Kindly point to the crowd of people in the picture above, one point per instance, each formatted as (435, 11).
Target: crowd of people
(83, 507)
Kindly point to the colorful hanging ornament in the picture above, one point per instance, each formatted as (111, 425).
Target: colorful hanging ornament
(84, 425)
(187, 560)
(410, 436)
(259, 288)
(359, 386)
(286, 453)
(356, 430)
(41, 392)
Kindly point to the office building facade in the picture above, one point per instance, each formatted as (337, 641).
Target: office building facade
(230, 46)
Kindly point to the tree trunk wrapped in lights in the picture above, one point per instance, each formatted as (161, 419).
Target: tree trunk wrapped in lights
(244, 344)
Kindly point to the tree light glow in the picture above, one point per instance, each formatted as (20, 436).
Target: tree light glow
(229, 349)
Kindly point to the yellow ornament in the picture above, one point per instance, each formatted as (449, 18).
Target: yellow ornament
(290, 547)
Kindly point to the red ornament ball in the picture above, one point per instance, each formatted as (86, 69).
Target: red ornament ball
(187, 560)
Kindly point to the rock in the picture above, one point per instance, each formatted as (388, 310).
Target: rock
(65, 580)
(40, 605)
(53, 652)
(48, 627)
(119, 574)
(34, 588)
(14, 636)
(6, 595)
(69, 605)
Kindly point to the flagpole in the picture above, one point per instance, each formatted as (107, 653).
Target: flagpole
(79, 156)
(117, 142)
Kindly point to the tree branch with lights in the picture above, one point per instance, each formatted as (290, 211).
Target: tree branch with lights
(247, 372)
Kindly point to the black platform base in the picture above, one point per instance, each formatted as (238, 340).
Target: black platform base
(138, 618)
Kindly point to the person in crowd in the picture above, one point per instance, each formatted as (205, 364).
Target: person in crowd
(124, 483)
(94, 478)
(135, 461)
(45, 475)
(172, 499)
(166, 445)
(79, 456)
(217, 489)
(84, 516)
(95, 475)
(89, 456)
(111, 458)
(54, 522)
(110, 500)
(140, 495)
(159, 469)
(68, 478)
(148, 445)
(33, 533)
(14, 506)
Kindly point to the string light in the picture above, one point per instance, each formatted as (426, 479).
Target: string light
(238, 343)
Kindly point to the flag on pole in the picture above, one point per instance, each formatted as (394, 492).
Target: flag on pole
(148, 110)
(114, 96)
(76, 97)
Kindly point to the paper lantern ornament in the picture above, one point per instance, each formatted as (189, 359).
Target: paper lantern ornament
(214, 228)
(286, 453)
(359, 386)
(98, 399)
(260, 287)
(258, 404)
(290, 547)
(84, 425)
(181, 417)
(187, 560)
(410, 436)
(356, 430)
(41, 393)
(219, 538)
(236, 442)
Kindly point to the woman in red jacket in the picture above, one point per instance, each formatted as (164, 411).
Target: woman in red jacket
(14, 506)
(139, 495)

## What is needed
Reproduce every row above verbatim, from the first line through the last.

## Response below
Kindly point to the crowd of people in the picture above, one point per instance, each formatted as (435, 11).
Target: crowd of people
(83, 507)
Kindly point to the colorful hanging ornament in the picture above, one point per instance, each formatted as (111, 425).
Target: colorful hanging ornament
(84, 425)
(187, 560)
(410, 436)
(259, 288)
(359, 386)
(286, 453)
(356, 430)
(41, 392)
Kindly point to the office building facade in the picture above, one point per instance, each formatted as (337, 641).
Target: office building facade
(230, 46)
Kindly point to the tree trunk wrapped in lights in the picture above, one point per instance, each formatted as (161, 419).
Target: tree trunk wrapped in lights
(244, 344)
Kindly point to the tree light glow in the picture above, one point per instance, each formatted as (20, 436).
Target: tree light glow
(229, 349)
Kindly point to the yellow ornament in the picture above, one point per instance, each formatted as (449, 18).
Target: yellow ornament
(290, 547)
Kindly point to the red ornament ball in the picture above, one point per instance, each formatted as (86, 69).
Target: red ornament ball
(187, 560)
Kindly point to the rock in the picture above, one point per instance, each formatted as (388, 310).
Target: rock
(65, 580)
(40, 605)
(53, 652)
(48, 627)
(119, 574)
(34, 588)
(14, 636)
(6, 595)
(69, 605)
Kindly point to the flagpole in the picture above, one point per instance, each formatted as (107, 653).
Target: flagpole
(79, 156)
(117, 142)
Kindly point to the tree branch with lights in the picture above, one point per instance, each formatted as (290, 211).
Target: tree branch with lights
(247, 372)
Kindly point to the black platform base in the picture above, one point per instance, each formatted as (238, 340).
Target: black platform base
(138, 618)
Kindly point to the person in crowd in the picture above, one point per instance, each formatted as (205, 364).
Target: person in crowd
(124, 483)
(94, 478)
(135, 461)
(45, 475)
(172, 499)
(166, 445)
(79, 456)
(217, 489)
(84, 516)
(95, 475)
(89, 456)
(111, 458)
(54, 522)
(110, 500)
(140, 495)
(159, 469)
(68, 478)
(148, 445)
(33, 533)
(14, 506)
Kindly point to the string light in the picture above, one point per instance, each formatted as (426, 479).
Target: string light
(238, 343)
Kindly point to the flag on pole in the picture above, one point per instance, each formatted as (394, 492).
Target: flag on pole
(148, 110)
(114, 96)
(76, 97)
Kindly point to the paper lantern ornament in the picture above, one point per instance, each formatted as (189, 359).
Target: paper lantern ornament
(214, 228)
(286, 453)
(359, 386)
(98, 399)
(260, 287)
(258, 404)
(290, 547)
(84, 425)
(181, 417)
(187, 560)
(410, 436)
(356, 430)
(41, 393)
(219, 538)
(236, 442)
Kindly point to the woman in red jacket in the picture above, one point per instance, each formatted as (164, 411).
Target: woman in red jacket
(14, 506)
(139, 495)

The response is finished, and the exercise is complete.